→ Work to complete
Rewrite the records below, replacing "one per line" with "one to a line" wherever it occurs and leaving everything else unchanged.

→ Task material
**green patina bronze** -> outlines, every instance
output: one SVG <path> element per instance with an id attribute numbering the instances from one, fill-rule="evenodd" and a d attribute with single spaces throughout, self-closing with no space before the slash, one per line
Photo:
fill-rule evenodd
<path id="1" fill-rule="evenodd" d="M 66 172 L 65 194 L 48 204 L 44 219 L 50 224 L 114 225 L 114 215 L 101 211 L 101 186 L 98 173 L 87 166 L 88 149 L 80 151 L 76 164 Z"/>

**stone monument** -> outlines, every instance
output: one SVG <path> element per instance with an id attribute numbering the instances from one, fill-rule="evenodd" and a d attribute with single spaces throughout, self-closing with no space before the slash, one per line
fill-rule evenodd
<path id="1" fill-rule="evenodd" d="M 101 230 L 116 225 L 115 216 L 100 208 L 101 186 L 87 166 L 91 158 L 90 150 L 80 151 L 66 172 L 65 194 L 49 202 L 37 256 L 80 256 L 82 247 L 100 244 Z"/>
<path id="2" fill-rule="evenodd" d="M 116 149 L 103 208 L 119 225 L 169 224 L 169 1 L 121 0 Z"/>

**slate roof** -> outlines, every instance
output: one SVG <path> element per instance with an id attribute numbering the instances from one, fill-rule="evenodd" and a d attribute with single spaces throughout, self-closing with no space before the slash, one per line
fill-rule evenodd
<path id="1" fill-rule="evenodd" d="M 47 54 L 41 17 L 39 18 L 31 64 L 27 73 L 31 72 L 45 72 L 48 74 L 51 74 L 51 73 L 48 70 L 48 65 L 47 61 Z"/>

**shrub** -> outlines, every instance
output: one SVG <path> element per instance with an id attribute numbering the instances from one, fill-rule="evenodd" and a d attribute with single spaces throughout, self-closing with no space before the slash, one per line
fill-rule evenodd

→ Written reply
**green patina bronze** -> outlines, every instance
output: one SVG <path> element per instance with an id attribute numbering the instances from one, fill-rule="evenodd" and a d attribute with single spaces throughout, self-closing with no space before the slash, one to a line
Photo:
fill-rule evenodd
<path id="1" fill-rule="evenodd" d="M 66 172 L 65 194 L 48 204 L 44 219 L 50 224 L 114 225 L 114 215 L 101 211 L 101 186 L 98 173 L 87 166 L 88 149 L 80 151 L 76 164 Z"/>

**stone monument** -> outlines, every instance
output: one SVG <path> element per instance with an id attribute numbering the instances from one, fill-rule="evenodd" and a d attribute with single spaces throughout, self-closing with no space before the slash, one to a line
fill-rule evenodd
<path id="1" fill-rule="evenodd" d="M 101 230 L 116 225 L 115 216 L 100 208 L 101 186 L 87 166 L 91 158 L 90 150 L 80 151 L 66 172 L 65 194 L 49 202 L 37 256 L 80 256 L 82 247 L 100 244 Z"/>
<path id="2" fill-rule="evenodd" d="M 116 149 L 103 208 L 119 225 L 169 224 L 169 1 L 121 0 Z"/>

**slate roof** -> outlines, every instance
output: one SVG <path> element per instance with an id attribute numbering the instances from one, fill-rule="evenodd" and a d attribute with single spaces throughout, self-closing with no space before the slash, one to a line
fill-rule evenodd
<path id="1" fill-rule="evenodd" d="M 47 54 L 41 17 L 39 18 L 31 64 L 27 73 L 31 72 L 45 72 L 48 74 L 51 74 L 51 73 L 48 70 L 48 65 L 47 61 Z"/>

**shrub** -> outlines, every instance
output: one SVG <path> element per instance with an id attribute numbering the instances from one, fill-rule="evenodd" and a d attribute with single spaces throughout, self-closing with no space before the slash, one to a line
fill-rule evenodd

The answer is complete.